■ **Text**
## BEGIN
Question

A monoatomic gas at a pressure P having a volume v expands isothermally to a volume 3V and then compresses adiabatically to a volume v the final pressure of the gas is
a ) 3^ 5 / 3 P
b ) 3^ 2 / 3 P
c) P / 3
d) 3 P​

Answer 1

Explanation:

I hope it was helpful to you

Answer 2

The correct option regarding final pressure is b) $p× {3}^{ \frac{2}{3} }$.

Given:

A monoatomic gas at a pressure P having a volume v expands isothermally to a volume 3V and then compresses adiabatically to a volume v.

To Find:

The final pressure of the gas.

Solution:

To find the final pressure of the gas we will follow the following steps:

As we know,

The ideal gas equation is

$pv = nrt$

So,

In the isothermal process,

PV = constant which means:

$p1v1 = p2v2$

In the adiabatic process:

$p {v}^{γ} = constant$

Which means:

$p2 {v2}^{γ} =p 3{v3}^{γ}$

According to the question:

P1 = P

P2 =?

P3 =?

V1 = V

V2 = 3V

V3 = V

We have to use the value of the final pressure of the isothermal process because this pressure is the initial pressure for the adiabatic process.
## END
■ **Records shown**
## BEGIN
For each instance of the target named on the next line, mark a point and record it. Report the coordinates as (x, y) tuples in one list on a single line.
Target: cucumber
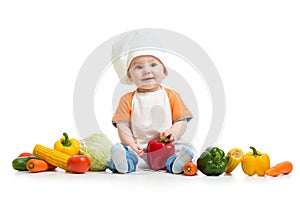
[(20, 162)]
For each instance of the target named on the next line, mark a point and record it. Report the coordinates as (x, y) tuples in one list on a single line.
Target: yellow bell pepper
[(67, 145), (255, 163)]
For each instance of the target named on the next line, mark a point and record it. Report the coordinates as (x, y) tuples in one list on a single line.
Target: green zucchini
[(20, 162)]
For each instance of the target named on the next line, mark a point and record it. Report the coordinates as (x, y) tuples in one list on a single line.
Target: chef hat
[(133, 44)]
## END
## BEGIN
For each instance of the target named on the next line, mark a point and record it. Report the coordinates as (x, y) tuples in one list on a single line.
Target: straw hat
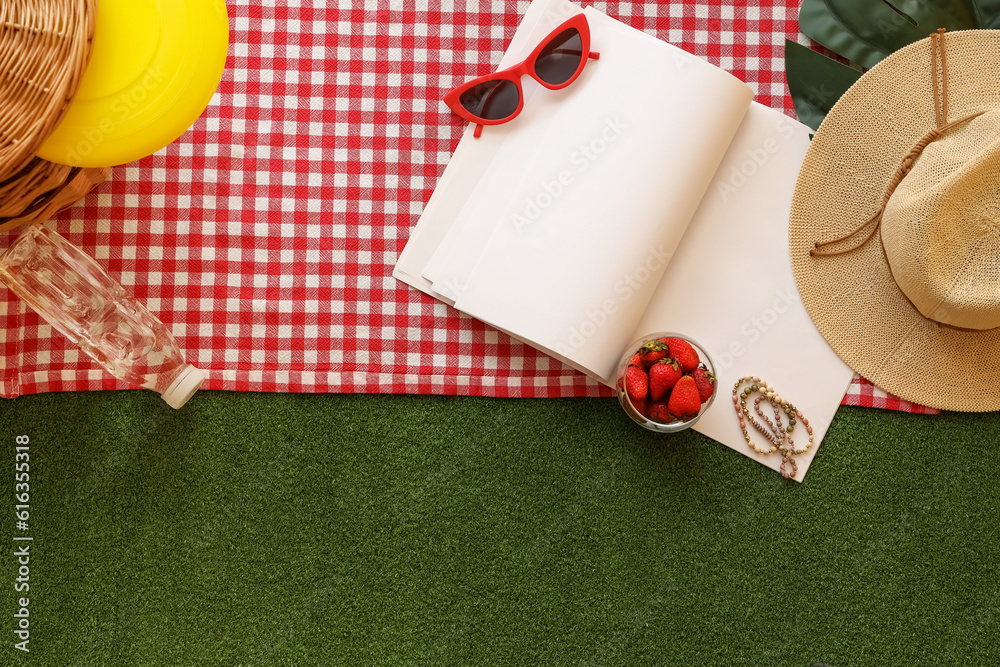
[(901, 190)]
## END
## BEGIN
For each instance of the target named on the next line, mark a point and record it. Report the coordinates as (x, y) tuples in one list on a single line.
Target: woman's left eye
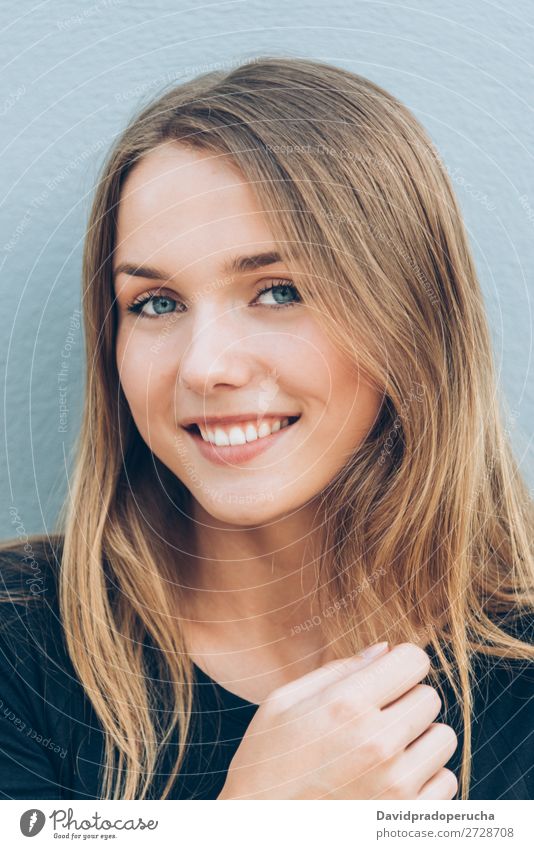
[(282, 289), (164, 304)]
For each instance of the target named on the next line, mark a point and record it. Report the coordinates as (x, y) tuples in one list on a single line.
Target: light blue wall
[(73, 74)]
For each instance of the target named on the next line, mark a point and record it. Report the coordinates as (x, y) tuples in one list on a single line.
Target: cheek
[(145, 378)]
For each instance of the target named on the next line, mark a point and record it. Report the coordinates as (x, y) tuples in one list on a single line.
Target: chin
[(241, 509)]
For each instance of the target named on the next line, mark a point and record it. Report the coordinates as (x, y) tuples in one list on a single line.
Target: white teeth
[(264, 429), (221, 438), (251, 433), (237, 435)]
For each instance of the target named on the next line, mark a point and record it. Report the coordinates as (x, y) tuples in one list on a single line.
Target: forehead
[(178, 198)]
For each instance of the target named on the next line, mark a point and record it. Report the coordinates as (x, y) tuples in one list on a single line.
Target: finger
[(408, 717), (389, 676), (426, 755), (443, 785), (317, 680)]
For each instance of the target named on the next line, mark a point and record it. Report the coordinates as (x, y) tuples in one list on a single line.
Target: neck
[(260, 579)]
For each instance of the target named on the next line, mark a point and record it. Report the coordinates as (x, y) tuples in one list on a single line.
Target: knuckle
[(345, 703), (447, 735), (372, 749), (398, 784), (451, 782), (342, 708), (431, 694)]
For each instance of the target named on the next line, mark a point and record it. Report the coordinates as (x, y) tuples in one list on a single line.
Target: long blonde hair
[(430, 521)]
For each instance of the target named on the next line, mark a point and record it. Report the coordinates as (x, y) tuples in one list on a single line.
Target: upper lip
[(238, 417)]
## END
■ **Goal**
Please carry on the worked solution about the monoatomic gas's final pressure from the point where it stops.

■ **Task result**
Also,

The value of gamma for monoatomic gas is

$\frac{5}{3}$

Now,

Putting values in the equation of the isothermal process we get,

$pv = p2 \times 3v$

$p2 = \frac{p}{3}$

Now,

Putting values in the equation of the adiabatic process we get,

$\frac{p}{3} {(3v)}^{γ} =p3 \times \: {v}^{γ}$

$\frac{p}{3} \times {3}^{ \frac{5}{3} } \times {v}^{γ} = {v}^{γ} \times p3$

Canceling, volume term both sides we get,

$p3 = \frac{p}{3} \times \sqrt[3]{243} = \frac{p×6.24}{3} = 2.08p = 2p$

$p3 = \frac{p}{3} \times {3}^{ \frac{5}{3} } \: or \: p× {3}^{ \frac{5}{3} -1} = p× {3}^{ \frac{2}{3} }$

Henceforth, the correct option regarding final pressure is b) $p× {3}^{ \frac{2}{3} }$.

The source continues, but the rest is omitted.